_OBJECTIVE_.
Reproduce the lines of the material exactly, excluding every image.
[Begin DATA SUPPLIED]
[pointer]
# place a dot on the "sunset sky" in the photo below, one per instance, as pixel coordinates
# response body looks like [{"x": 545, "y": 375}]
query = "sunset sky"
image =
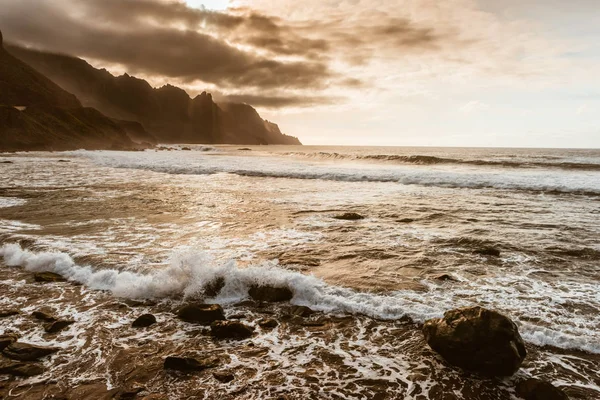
[{"x": 514, "y": 73}]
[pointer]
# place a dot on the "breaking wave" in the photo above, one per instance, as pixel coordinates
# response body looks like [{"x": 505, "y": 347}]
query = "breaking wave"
[
  {"x": 433, "y": 160},
  {"x": 187, "y": 274}
]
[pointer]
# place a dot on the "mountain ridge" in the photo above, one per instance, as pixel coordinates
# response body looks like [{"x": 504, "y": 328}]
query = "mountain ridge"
[{"x": 168, "y": 112}]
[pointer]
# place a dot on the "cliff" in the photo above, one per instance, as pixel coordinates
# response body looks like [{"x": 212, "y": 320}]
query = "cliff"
[
  {"x": 36, "y": 114},
  {"x": 168, "y": 112}
]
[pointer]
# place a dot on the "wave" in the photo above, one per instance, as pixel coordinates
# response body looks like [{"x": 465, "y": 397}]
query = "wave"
[
  {"x": 273, "y": 167},
  {"x": 432, "y": 160},
  {"x": 187, "y": 274}
]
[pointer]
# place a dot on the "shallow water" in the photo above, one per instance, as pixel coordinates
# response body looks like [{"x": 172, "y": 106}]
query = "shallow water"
[{"x": 161, "y": 224}]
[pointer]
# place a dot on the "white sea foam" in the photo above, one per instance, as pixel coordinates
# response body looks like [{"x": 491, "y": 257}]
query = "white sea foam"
[
  {"x": 11, "y": 202},
  {"x": 198, "y": 163},
  {"x": 187, "y": 274}
]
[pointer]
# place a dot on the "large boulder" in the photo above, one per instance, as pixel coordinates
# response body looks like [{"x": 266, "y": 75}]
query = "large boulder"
[
  {"x": 204, "y": 314},
  {"x": 270, "y": 293},
  {"x": 27, "y": 352},
  {"x": 20, "y": 369},
  {"x": 349, "y": 217},
  {"x": 45, "y": 277},
  {"x": 189, "y": 364},
  {"x": 6, "y": 340},
  {"x": 477, "y": 340},
  {"x": 144, "y": 321},
  {"x": 57, "y": 326},
  {"x": 536, "y": 389},
  {"x": 230, "y": 330}
]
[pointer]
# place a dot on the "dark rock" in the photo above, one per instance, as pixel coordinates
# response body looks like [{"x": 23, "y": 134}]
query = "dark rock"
[
  {"x": 57, "y": 326},
  {"x": 27, "y": 352},
  {"x": 536, "y": 389},
  {"x": 301, "y": 311},
  {"x": 204, "y": 314},
  {"x": 445, "y": 278},
  {"x": 223, "y": 376},
  {"x": 188, "y": 364},
  {"x": 144, "y": 321},
  {"x": 20, "y": 369},
  {"x": 230, "y": 330},
  {"x": 213, "y": 288},
  {"x": 349, "y": 216},
  {"x": 43, "y": 316},
  {"x": 477, "y": 340},
  {"x": 127, "y": 394},
  {"x": 45, "y": 277},
  {"x": 8, "y": 313},
  {"x": 270, "y": 293},
  {"x": 488, "y": 251},
  {"x": 5, "y": 340},
  {"x": 268, "y": 323}
]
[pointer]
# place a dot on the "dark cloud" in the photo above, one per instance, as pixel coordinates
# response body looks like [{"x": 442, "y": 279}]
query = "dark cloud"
[{"x": 239, "y": 48}]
[End DATA SUPPLIED]
_RESULT_.
[pointer]
# place a dot on the "sunset sky" in the photo below, one per instance, as pixel coordinates
# response body looks like [{"x": 545, "y": 375}]
query = "sunset sky"
image =
[{"x": 514, "y": 73}]
[pointer]
# place a dot on the "breaking wave" in the photo above, one per instance, as pixel coordinates
# response body looks like [{"x": 505, "y": 347}]
query = "breaking wave"
[
  {"x": 433, "y": 160},
  {"x": 187, "y": 274}
]
[pointer]
# place a dot on the "mountain ridge" in the photo above, one per instance, as pixel coordinates
# response body looks like [{"x": 504, "y": 328}]
query = "mountain ridge"
[{"x": 168, "y": 112}]
[pointer]
# place a dot on the "cliff" in the photo above, one per instance, as pixel coordinates
# response body looks like [{"x": 212, "y": 320}]
query = "cliff"
[
  {"x": 36, "y": 114},
  {"x": 168, "y": 112}
]
[pointer]
# place a dot on the "wave" in the photo above, one per instance, as pixel coordinates
# response body looks like [{"x": 465, "y": 397}]
query = "wave"
[
  {"x": 273, "y": 167},
  {"x": 432, "y": 160},
  {"x": 187, "y": 274}
]
[pointer]
# place a dot on the "shallow water" in the photo above, one per instance, as pixel coordinates
# response body looks like [{"x": 172, "y": 106}]
query = "shallow water"
[{"x": 161, "y": 224}]
[pointer]
# place a dot on the "white sea foam" in the photo above, one per instance, as pixel coordinates
# response body looks like [{"x": 491, "y": 257}]
query = "white sea foam"
[
  {"x": 11, "y": 202},
  {"x": 198, "y": 163},
  {"x": 187, "y": 274}
]
[pointer]
# place a dot on the "large boulder" in the photo above, one per instance, as pixel coordinates
# response body looks like [{"x": 266, "y": 75}]
query = "large boulder"
[
  {"x": 204, "y": 314},
  {"x": 270, "y": 293},
  {"x": 27, "y": 352},
  {"x": 20, "y": 369},
  {"x": 349, "y": 217},
  {"x": 45, "y": 277},
  {"x": 189, "y": 364},
  {"x": 6, "y": 340},
  {"x": 477, "y": 340},
  {"x": 144, "y": 321},
  {"x": 57, "y": 326},
  {"x": 536, "y": 389},
  {"x": 230, "y": 330}
]
[pointer]
# place a dot on the "dark rock" in the photo above, one per instance, as pixel coordinates
# response body looks like [{"x": 23, "y": 134}]
query = "dark rock"
[
  {"x": 57, "y": 326},
  {"x": 27, "y": 352},
  {"x": 536, "y": 389},
  {"x": 301, "y": 311},
  {"x": 204, "y": 314},
  {"x": 445, "y": 278},
  {"x": 223, "y": 376},
  {"x": 188, "y": 364},
  {"x": 144, "y": 321},
  {"x": 20, "y": 369},
  {"x": 230, "y": 330},
  {"x": 213, "y": 288},
  {"x": 349, "y": 216},
  {"x": 43, "y": 316},
  {"x": 477, "y": 340},
  {"x": 127, "y": 394},
  {"x": 45, "y": 277},
  {"x": 8, "y": 313},
  {"x": 270, "y": 293},
  {"x": 488, "y": 251},
  {"x": 5, "y": 340},
  {"x": 268, "y": 323}
]
[pointer]
# place a dot on the "dark cloud" in the photo above, one per instance, as pixel coordinates
# response body looks like [{"x": 442, "y": 279}]
query = "dark cloud"
[{"x": 239, "y": 48}]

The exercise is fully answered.